-------- DATA LISTING
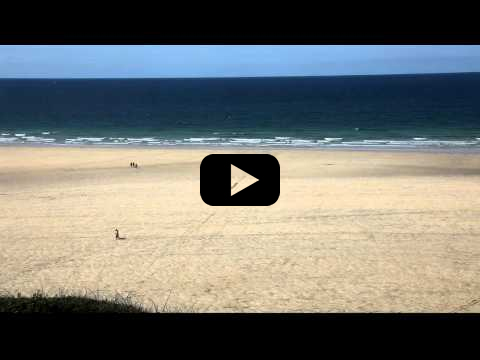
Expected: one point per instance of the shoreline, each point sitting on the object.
(351, 231)
(365, 148)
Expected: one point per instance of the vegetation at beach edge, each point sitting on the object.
(69, 302)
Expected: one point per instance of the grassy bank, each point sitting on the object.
(63, 302)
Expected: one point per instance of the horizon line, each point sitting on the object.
(235, 77)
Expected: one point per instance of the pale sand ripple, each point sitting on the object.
(352, 231)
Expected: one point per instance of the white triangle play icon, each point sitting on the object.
(240, 180)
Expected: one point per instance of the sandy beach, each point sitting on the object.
(352, 231)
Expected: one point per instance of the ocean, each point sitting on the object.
(394, 111)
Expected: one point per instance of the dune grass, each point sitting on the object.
(70, 302)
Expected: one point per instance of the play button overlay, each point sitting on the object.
(240, 180)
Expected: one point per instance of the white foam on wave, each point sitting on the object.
(90, 139)
(8, 140)
(201, 139)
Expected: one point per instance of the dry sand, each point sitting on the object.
(352, 231)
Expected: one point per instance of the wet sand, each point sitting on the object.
(352, 230)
----------------
▸ TASK OBJECTIVE: An exact repeat of the lines from the one containing "Expected: one point per instance of the pale" through the final line of the entries is the whole answer.

▸ PROBLEM SOLUTION:
Expected: one point per instance of the pale sand ripple, each point sitting on the object.
(352, 231)
Expected: one point per instance of the white triangle play icon, each point sitting on the object.
(240, 180)
Expected: one point per instance of the sandy beach, each point sitting on the object.
(352, 231)
Expected: one point per instance of the ocean, each point sitting on the object.
(394, 111)
Expected: one point per instance of the dune grass, each point sitting on the object.
(70, 302)
Expected: one point per instance of the play button overlay, each point sitting on the object.
(240, 180)
Expected: one point per instance of the white foam on wave, each point sitting on the object.
(90, 139)
(8, 140)
(201, 139)
Expected: one point per instance of the dry sand, each point sitting on the object.
(352, 231)
Expected: one point per instance of the wet sand, each point sitting on the object.
(352, 230)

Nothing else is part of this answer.